■ BRIEF: Please tally the lines in the data below that contain the word "blue". Reply with that number alone.

Data listing
## start

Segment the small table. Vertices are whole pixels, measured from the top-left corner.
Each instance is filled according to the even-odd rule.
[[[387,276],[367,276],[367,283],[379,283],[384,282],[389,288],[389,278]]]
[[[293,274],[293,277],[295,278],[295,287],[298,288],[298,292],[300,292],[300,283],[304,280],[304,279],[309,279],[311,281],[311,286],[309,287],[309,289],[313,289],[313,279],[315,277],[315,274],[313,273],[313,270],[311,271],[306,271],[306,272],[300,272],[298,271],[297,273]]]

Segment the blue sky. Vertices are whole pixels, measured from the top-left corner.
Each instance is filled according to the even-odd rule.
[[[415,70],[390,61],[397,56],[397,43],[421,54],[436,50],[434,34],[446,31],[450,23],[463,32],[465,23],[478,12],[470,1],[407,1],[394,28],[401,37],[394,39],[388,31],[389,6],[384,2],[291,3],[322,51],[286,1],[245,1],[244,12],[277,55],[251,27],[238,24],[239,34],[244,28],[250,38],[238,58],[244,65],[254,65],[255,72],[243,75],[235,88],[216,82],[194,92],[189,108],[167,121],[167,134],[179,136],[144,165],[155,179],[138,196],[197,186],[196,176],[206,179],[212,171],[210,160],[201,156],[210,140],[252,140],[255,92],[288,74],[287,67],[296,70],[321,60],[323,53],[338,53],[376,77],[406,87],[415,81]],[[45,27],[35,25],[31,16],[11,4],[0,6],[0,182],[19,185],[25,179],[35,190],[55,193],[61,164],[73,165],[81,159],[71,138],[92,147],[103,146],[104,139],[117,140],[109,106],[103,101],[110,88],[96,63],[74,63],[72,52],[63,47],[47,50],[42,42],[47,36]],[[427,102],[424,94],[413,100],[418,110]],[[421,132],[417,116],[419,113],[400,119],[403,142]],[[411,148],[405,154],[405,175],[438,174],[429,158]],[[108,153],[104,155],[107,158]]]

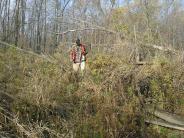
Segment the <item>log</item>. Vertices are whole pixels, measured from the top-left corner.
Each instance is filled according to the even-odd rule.
[[[167,123],[163,120],[145,120],[145,122],[149,123],[149,124],[153,124],[153,125],[158,125],[158,126],[162,126],[162,127],[166,127],[166,128],[172,128],[172,129],[184,131],[183,126]]]
[[[184,117],[182,116],[171,114],[171,113],[165,112],[163,110],[158,110],[158,109],[156,110],[147,109],[146,111],[148,111],[150,114],[158,118],[161,118],[169,123],[180,125],[184,127]]]

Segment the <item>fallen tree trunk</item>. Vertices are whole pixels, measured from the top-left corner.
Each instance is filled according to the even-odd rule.
[[[145,122],[150,123],[150,124],[154,124],[154,125],[158,125],[158,126],[162,126],[162,127],[167,127],[167,128],[172,128],[172,129],[184,131],[183,126],[171,124],[171,123],[165,122],[163,120],[146,120]]]
[[[158,109],[156,109],[156,110],[147,109],[146,111],[149,112],[150,114],[160,118],[160,119],[163,119],[163,120],[169,122],[169,123],[180,125],[180,126],[184,127],[184,117],[182,117],[182,116],[178,116],[176,114],[171,114],[171,113],[168,113],[168,112],[165,112],[162,110],[158,110]]]

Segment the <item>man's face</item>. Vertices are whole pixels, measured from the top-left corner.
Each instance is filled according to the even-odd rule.
[[[77,46],[80,46],[80,40],[76,41]]]

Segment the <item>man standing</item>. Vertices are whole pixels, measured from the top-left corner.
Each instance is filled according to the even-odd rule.
[[[80,43],[80,39],[76,40],[76,45],[72,47],[70,58],[73,62],[73,70],[78,72],[79,69],[83,72],[85,69],[86,62],[86,48],[83,44]]]

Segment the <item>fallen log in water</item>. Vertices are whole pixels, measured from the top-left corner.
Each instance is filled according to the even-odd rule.
[[[169,123],[172,124],[176,124],[176,125],[180,125],[184,127],[184,117],[176,115],[176,114],[172,114],[172,113],[168,113],[165,112],[163,110],[159,110],[159,109],[147,109],[147,112],[149,112],[150,114],[163,119]]]
[[[163,120],[158,120],[158,119],[157,120],[145,120],[145,122],[150,123],[150,124],[154,124],[154,125],[159,125],[159,126],[163,126],[163,127],[167,127],[167,128],[172,128],[172,129],[184,131],[184,126],[171,124],[171,123],[168,123],[168,122],[163,121]]]

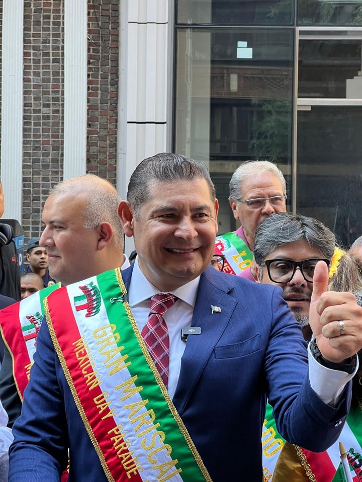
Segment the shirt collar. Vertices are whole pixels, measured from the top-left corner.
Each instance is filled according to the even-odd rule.
[[[125,270],[127,268],[129,268],[131,266],[131,263],[129,262],[129,260],[128,259],[128,257],[126,255],[123,255],[123,264],[121,267],[121,269],[123,271],[123,270]]]
[[[194,308],[196,301],[200,279],[200,276],[198,276],[195,280],[168,292],[177,296],[178,298]],[[136,258],[129,290],[128,302],[130,306],[134,308],[159,292],[159,290],[150,283],[142,272],[138,265],[138,259]]]

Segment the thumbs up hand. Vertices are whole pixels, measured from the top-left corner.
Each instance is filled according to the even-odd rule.
[[[322,356],[341,363],[362,348],[362,308],[350,293],[327,291],[328,267],[316,266],[309,324]]]

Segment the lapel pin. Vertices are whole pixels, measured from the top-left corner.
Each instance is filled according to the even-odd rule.
[[[220,306],[214,306],[211,305],[211,314],[213,313],[221,313],[221,308]]]

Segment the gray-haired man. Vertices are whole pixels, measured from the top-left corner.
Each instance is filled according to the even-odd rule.
[[[254,281],[250,268],[254,234],[260,222],[276,212],[285,212],[287,185],[282,171],[268,161],[247,161],[230,182],[229,202],[241,225],[218,236],[216,248],[225,255],[223,271]]]
[[[335,244],[330,229],[301,214],[278,213],[262,221],[255,231],[257,280],[283,288],[307,340],[312,336],[309,314],[314,268],[321,260],[329,267]]]

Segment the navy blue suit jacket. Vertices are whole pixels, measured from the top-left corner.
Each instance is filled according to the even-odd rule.
[[[127,286],[131,273],[123,272]],[[350,389],[335,408],[312,390],[300,328],[282,294],[211,268],[201,275],[192,324],[202,332],[189,337],[173,403],[214,482],[262,480],[267,396],[282,435],[313,451],[335,441],[345,418]],[[70,481],[105,482],[45,323],[37,344],[9,481],[58,481],[69,446]]]

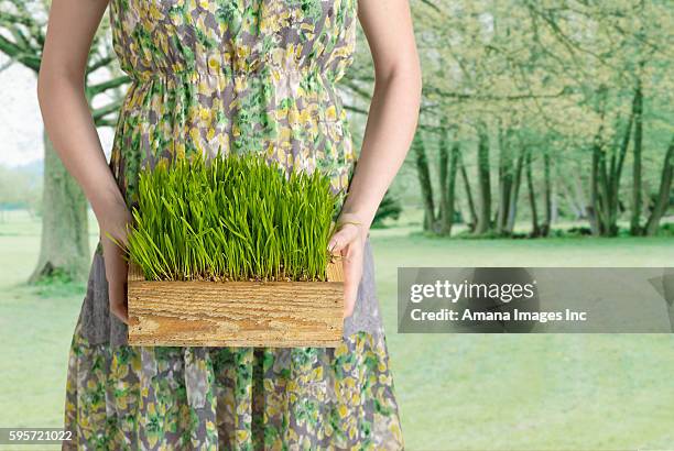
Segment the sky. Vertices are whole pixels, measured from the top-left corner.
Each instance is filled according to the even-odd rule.
[[[0,56],[0,67],[7,63]],[[36,87],[35,74],[21,64],[0,72],[0,165],[15,167],[44,160]],[[109,155],[112,130],[100,129],[99,135]]]

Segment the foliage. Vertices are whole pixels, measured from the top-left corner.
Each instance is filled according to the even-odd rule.
[[[672,164],[668,3],[411,2],[424,101],[410,163],[425,228],[438,229],[453,200],[483,235],[508,235],[515,216],[545,235],[564,208],[595,234],[617,233],[627,216],[630,233],[646,233],[644,222],[660,220],[649,199],[666,196],[661,174]],[[355,94],[368,92],[367,64]],[[453,169],[447,141],[460,148]],[[445,196],[455,185],[456,200]]]
[[[256,154],[144,168],[129,257],[148,279],[325,279],[337,197],[318,170]]]
[[[384,227],[383,222],[387,219],[398,220],[400,218],[400,213],[402,211],[402,206],[400,205],[400,200],[393,197],[390,191],[387,191],[377,212],[374,213],[374,219],[372,220],[372,228],[381,228]]]

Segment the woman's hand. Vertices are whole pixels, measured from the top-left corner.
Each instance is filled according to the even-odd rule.
[[[339,228],[330,238],[328,250],[333,255],[341,256],[344,268],[344,318],[354,314],[358,286],[362,277],[362,260],[367,233],[358,221],[341,218]]]
[[[110,312],[129,323],[129,310],[127,302],[127,275],[129,266],[124,260],[127,240],[127,224],[131,222],[131,213],[126,205],[110,209],[109,217],[100,222],[101,244],[104,249],[104,261],[106,262],[106,278],[108,279],[108,297],[110,300]],[[108,237],[115,238],[117,243]],[[121,249],[119,244],[123,244]]]

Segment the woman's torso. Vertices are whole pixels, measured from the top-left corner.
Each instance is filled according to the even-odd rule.
[[[110,0],[132,78],[110,163],[127,200],[142,166],[218,151],[318,169],[344,191],[354,152],[335,84],[356,14],[357,0]]]

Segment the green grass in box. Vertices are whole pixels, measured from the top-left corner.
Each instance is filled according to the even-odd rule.
[[[262,157],[161,161],[139,176],[129,258],[149,280],[324,280],[337,198]]]

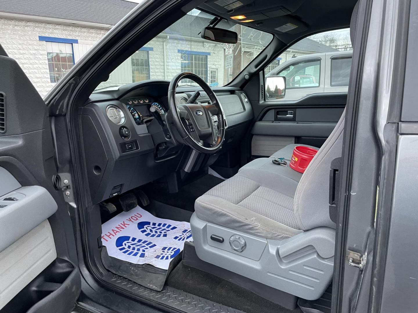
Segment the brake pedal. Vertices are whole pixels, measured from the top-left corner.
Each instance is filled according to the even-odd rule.
[[[119,203],[122,210],[127,212],[138,205],[138,201],[135,195],[132,192],[121,196],[119,198]]]
[[[148,196],[145,194],[145,192],[140,189],[135,190],[135,192],[137,199],[141,202],[141,206],[143,207],[150,204],[150,199],[148,199]]]

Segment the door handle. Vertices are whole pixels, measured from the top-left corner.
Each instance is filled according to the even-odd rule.
[[[276,113],[276,117],[278,119],[293,119],[293,111],[277,111]]]

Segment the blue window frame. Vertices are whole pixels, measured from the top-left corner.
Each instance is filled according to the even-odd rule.
[[[50,81],[56,83],[74,66],[73,44],[78,40],[44,36],[39,36],[39,39],[45,42]]]

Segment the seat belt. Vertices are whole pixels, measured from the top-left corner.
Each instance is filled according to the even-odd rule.
[[[338,199],[339,198],[340,174],[341,157],[331,162],[329,170],[329,217],[336,224],[338,217]]]

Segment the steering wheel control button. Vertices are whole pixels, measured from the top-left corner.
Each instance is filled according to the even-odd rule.
[[[125,114],[123,111],[116,106],[109,106],[106,109],[107,117],[115,124],[120,125],[125,122]]]
[[[124,126],[122,126],[119,129],[119,134],[122,137],[122,139],[125,140],[129,139],[130,137],[130,131]]]
[[[122,142],[120,144],[120,150],[122,151],[122,153],[135,151],[139,149],[138,141],[136,140],[133,140],[128,142]]]
[[[234,235],[229,238],[229,246],[235,252],[242,252],[247,247],[245,240],[240,235]]]
[[[186,129],[187,129],[187,131],[189,133],[194,131],[194,128],[193,127],[193,124],[192,124],[191,121],[190,121],[190,119],[185,119],[185,120],[186,121],[186,123],[184,123],[186,124],[185,126]]]
[[[224,242],[224,238],[221,237],[220,236],[217,236],[216,235],[211,235],[210,239],[213,240],[214,241],[216,241],[217,242],[219,242],[219,243],[222,243]]]

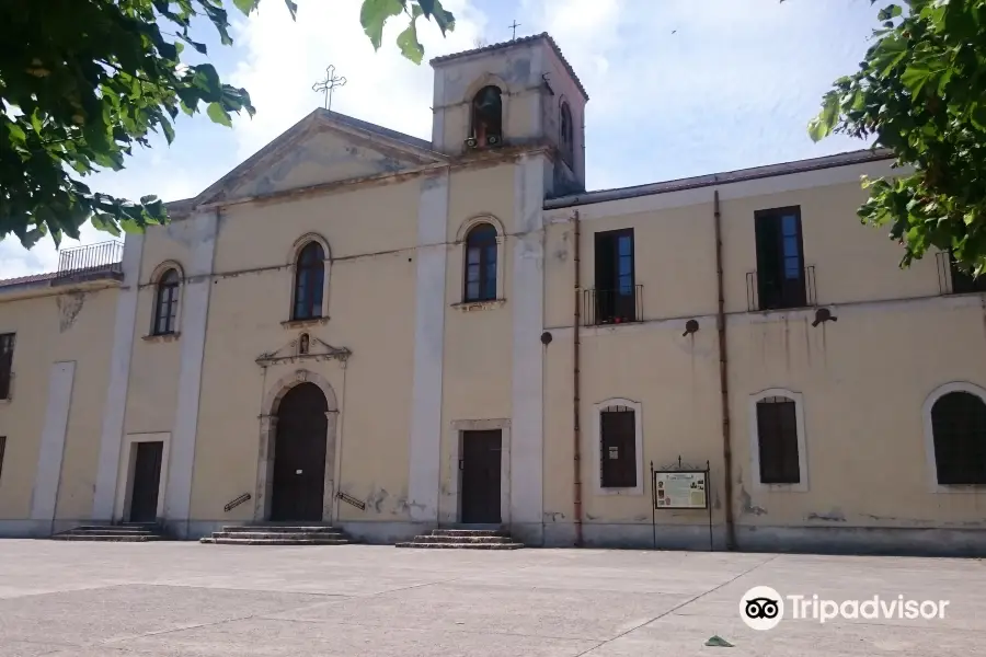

## end

■ RESULT OF THE EXERCISE: 3